Copy out each line of the records below without any change.

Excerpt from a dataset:

-- -- --

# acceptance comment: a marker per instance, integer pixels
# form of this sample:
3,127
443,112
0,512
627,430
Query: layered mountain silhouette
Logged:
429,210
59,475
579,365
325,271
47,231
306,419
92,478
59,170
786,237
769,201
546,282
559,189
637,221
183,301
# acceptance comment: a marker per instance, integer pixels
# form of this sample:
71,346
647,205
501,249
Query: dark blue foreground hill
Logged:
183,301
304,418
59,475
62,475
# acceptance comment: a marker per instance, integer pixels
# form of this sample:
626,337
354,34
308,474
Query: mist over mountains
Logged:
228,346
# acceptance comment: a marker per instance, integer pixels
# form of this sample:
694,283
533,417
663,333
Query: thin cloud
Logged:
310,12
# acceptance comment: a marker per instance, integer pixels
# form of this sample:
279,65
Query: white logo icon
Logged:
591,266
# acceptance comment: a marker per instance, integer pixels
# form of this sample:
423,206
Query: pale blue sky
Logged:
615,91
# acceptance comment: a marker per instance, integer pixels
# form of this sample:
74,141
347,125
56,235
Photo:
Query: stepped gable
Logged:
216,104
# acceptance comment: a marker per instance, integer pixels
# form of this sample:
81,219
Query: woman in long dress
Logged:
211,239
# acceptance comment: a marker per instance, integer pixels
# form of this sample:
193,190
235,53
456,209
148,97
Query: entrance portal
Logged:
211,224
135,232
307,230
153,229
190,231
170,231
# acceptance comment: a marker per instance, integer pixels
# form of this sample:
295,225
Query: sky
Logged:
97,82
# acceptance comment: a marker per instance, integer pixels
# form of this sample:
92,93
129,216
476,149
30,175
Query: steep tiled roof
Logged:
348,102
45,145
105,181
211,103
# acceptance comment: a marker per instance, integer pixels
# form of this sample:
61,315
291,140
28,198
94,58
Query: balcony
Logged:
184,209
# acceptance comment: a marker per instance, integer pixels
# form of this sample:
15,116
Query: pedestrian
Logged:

-- -- --

- RIGHT ANSWER:
# acceptance comment: a marker per instance, integer pixels
# form of this sample:
3,127
443,112
0,512
627,430
Query: layered mountain silhouette
Logged:
429,210
59,475
579,365
325,271
47,231
306,419
92,478
59,170
786,237
769,201
546,282
559,189
637,221
183,301
# acceptance comment: a marker per instance, integer pixels
# form of this sample:
71,346
647,205
501,249
Query: dark blue foreground hill
Logged:
183,301
304,418
59,475
62,475
# acceptance comment: a marker per instance, integer pixels
# form of this sample:
626,337
354,34
308,474
Query: mist over mountains
Logged:
228,346
# acceptance comment: a marker per instance, integer pixels
# form of this sample:
694,283
533,417
663,333
Query: thin cloud
Logged:
310,12
# acceptance comment: a marker per instance, integer pixels
# form of this sample:
279,65
Query: white logo icon
Logged:
591,266
# acceptance comment: a marker per instance, integer pixels
# form of this sample:
423,206
Query: pale blue sky
Logged:
615,91
# acceptance comment: a marker per instance, integer pixels
# form of this sample:
74,141
347,125
56,235
Photo:
Query: stepped gable
Logged:
216,104
# acceptance comment: a marker per instance, integer pixels
# form of this sample:
81,219
Query: woman in long dress
Logged:
211,239
# acceptance comment: a marker per instance, integer pixels
# form of this sample:
193,190
235,53
456,209
148,97
Query: entrance portal
Logged:
211,224
135,232
307,230
153,229
190,231
170,231
# acceptance comment: a marker per instance, integer pixels
# form of this sample:
295,225
Query: sky
Logged:
97,82
# acceptance comment: a marker per instance, integer pixels
# form of this sample:
92,93
129,216
476,149
30,175
Query: steep tiled roof
Logged:
348,102
45,145
105,181
211,103
# acceptance comment: a marker per instance, integer pixels
# form of this sample:
61,315
291,140
28,198
94,58
Query: balcony
Logged:
184,209
# acceptance comment: a marker per instance, integer pixels
# form of this sample:
15,116
Query: pedestrian
Logged:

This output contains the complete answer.